* DATA IN THIS EXERCISE *

>> begin

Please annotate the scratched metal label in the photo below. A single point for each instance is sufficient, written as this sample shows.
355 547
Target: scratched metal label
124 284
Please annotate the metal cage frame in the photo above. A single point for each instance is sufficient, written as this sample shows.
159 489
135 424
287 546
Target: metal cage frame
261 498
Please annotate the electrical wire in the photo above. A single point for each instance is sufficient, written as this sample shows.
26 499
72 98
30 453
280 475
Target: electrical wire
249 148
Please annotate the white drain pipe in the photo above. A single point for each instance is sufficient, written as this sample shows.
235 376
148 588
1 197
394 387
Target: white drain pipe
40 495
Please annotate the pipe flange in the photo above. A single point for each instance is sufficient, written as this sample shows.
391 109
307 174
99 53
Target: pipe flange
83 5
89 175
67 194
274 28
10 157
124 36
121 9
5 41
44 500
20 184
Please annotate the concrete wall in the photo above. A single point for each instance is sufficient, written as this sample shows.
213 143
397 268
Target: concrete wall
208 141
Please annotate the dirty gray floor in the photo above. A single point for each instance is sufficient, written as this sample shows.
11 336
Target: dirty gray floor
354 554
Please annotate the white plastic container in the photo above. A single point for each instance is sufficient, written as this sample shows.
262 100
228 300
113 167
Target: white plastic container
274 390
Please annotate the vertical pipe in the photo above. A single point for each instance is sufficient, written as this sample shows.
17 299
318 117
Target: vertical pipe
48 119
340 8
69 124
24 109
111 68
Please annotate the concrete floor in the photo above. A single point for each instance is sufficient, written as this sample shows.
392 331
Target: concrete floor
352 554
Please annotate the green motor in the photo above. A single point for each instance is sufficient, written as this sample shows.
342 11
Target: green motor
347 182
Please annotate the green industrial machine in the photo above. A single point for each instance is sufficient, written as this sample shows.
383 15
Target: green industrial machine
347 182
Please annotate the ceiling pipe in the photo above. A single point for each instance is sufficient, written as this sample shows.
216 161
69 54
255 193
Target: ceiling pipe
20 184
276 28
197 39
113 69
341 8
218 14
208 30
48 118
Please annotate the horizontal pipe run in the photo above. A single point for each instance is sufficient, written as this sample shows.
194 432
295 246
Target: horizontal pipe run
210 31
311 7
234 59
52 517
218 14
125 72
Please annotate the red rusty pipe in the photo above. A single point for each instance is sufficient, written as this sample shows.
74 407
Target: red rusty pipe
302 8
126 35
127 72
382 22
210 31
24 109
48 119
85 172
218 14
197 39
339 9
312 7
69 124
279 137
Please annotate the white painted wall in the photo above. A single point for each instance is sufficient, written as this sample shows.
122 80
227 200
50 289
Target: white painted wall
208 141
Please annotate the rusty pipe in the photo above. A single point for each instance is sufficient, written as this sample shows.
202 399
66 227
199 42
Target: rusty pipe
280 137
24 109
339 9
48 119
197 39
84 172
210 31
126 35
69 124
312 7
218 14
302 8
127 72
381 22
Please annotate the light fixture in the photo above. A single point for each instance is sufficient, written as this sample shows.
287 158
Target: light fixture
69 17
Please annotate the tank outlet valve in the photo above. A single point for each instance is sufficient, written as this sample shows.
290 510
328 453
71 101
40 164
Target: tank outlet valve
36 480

>> end

* OBJECTIVE *
Render the whole listing above as a JSON list of strings, with one string per line and no entries for blank lines.

* ANSWER TO THE PROBLEM *
[
  "Please annotate the scratched metal label in the photo below. A single point for each instance is sufficient, written as this sample shows.",
  "355 547",
  "Target: scratched metal label",
  "124 284",
  "Please annotate the metal cage frame in the photo above. A single point for each instance is sufficient, written as this sample shows.",
  "159 489",
  "135 424",
  "287 546",
  "Target: metal cage frame",
  "261 498",
  "Please annotate the electrical wire in the photo above. A single point for each instance is sufficient, written as this sample shows.",
  "26 499",
  "72 98",
  "30 453",
  "280 475",
  "Target: electrical wire",
  "249 148",
  "Please annotate the white drain pipe in the photo above. A single point for each instance is sufficient, written as this sample shows.",
  "235 376",
  "148 588",
  "1 197",
  "394 387",
  "Target: white drain pipe",
  "40 495",
  "Please annotate the pipe flange in the photo above. A single point for each instance is sufficient, written as this sample shows.",
  "391 109",
  "307 174",
  "99 53",
  "Target: pipe flange",
  "83 5",
  "89 175",
  "67 194",
  "274 28",
  "10 157",
  "124 36",
  "121 9",
  "5 41",
  "44 500",
  "20 184",
  "Please annotate the concrete wall in the photo above. A single point for each instance is sufficient, written as this sample shows.",
  "213 143",
  "397 268",
  "Target: concrete wall",
  "208 141",
  "Please annotate the dirty gray floor in the photo above. A single point for each instance is sufficient, written as this sample shows.",
  "11 336",
  "Target: dirty gray floor",
  "354 554",
  "Please annotate the white plastic container in the photo above. A single point for each instance is sufficient, written as this sample shows.",
  "262 100",
  "228 300",
  "113 167",
  "Target: white plastic container",
  "274 390",
  "Please annotate the vertical pipe in the photo above. A single point for each instance is sufficient, written as this sample shows.",
  "17 299",
  "318 117",
  "Target: vertical pipe",
  "48 119",
  "340 8",
  "69 124",
  "24 109",
  "111 68",
  "Please annotate the concrete floor in the photo above. A single point for each instance is sufficient, written as this sample shows.",
  "392 331",
  "Target: concrete floor",
  "352 554",
  "Please annotate the green motor in the photo above. A single point for each instance is sufficient, written as this sample shows.",
  "342 11",
  "Target: green motor",
  "347 182",
  "Please annotate the green industrial machine in the photo above. A single point for each instance is sufficient, written as this sample shows.",
  "383 15",
  "Target: green industrial machine",
  "347 182",
  "Please annotate the ceiling pipe in the photo above. A single point for each instance is sufficient, written as this sample shows.",
  "216 161",
  "69 54",
  "255 193",
  "Target: ceiling pipe",
  "20 184",
  "276 28",
  "197 39",
  "113 69",
  "341 8",
  "218 14",
  "208 30",
  "48 118",
  "Please annotate the horizontal pipe run in the photo above. A single point for each instance is sufficient, written as this sample shows.",
  "194 432",
  "295 246",
  "Target: horizontal pipe run",
  "210 31",
  "311 7",
  "234 59",
  "52 517",
  "218 14",
  "125 72",
  "Please annotate the red rusty pipe in the photo above. A single point for each instance is sufficient, written as this sample shows.",
  "74 407",
  "Target: red rusty pipe",
  "302 8",
  "126 35",
  "127 72",
  "382 22",
  "210 31",
  "24 109",
  "48 119",
  "85 172",
  "218 14",
  "197 39",
  "339 9",
  "312 7",
  "69 124",
  "279 137",
  "Please annotate the white painted wall in the photo above. A single point for each instance is sufficient, written as this sample shows.",
  "122 80",
  "227 200",
  "50 289",
  "Target: white painted wall",
  "208 141",
  "Please annotate the rusty pipe in the photo above. A single point for each instance is sufficient, written as this sample shows.",
  "202 399",
  "66 227",
  "199 42",
  "Target: rusty pipe",
  "280 137",
  "24 109",
  "339 9",
  "48 119",
  "197 39",
  "84 172",
  "210 31",
  "126 35",
  "69 124",
  "312 7",
  "218 14",
  "302 8",
  "127 72",
  "381 22",
  "Please annotate the light fixture in the photo above. A single point for each instance is sufficient, written as this sample shows.",
  "287 158",
  "Target: light fixture",
  "69 17",
  "Please annotate the tank outlet valve in the photo above. A single point for each instance is sufficient, written as this sample shows.",
  "290 510",
  "328 453",
  "71 101",
  "40 164",
  "Target: tank outlet valve",
  "36 480"
]